◆ GOAL OF THE EXERCISE ◆
Locate each line in the material below that contains the word "green", and copy those lines out; case counts.

◆ DATA FOR THIS TASK ◆
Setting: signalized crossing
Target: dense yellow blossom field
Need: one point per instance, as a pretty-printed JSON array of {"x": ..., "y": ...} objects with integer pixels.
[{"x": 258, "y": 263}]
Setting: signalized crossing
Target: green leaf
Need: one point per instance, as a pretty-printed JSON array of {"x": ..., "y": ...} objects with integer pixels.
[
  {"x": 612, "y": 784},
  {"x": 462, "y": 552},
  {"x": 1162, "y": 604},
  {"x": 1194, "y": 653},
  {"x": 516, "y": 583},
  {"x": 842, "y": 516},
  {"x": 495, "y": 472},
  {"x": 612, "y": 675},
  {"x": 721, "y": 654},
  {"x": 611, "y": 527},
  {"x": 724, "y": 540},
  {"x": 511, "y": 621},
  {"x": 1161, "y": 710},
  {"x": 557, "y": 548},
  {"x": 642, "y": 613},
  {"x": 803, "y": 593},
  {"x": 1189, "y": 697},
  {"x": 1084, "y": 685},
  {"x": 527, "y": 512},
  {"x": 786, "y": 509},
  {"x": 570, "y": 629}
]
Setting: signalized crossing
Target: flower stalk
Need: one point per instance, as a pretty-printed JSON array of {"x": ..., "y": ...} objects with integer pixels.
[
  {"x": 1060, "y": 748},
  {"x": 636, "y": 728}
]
--
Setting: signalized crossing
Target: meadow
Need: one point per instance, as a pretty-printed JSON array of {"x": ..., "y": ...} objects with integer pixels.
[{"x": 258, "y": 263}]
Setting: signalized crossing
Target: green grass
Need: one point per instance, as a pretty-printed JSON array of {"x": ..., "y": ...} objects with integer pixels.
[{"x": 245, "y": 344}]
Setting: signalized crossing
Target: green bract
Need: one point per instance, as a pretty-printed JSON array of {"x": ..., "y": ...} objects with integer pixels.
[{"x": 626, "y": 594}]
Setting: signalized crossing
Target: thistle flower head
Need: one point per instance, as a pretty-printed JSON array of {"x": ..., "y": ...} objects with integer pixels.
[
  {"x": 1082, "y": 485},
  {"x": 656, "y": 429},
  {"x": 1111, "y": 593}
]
...
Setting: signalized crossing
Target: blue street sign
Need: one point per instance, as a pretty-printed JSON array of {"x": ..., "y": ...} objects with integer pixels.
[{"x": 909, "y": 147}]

◆ EXERCISE RESULT ◆
Target: green leaf
Target: green grass
Target: green bract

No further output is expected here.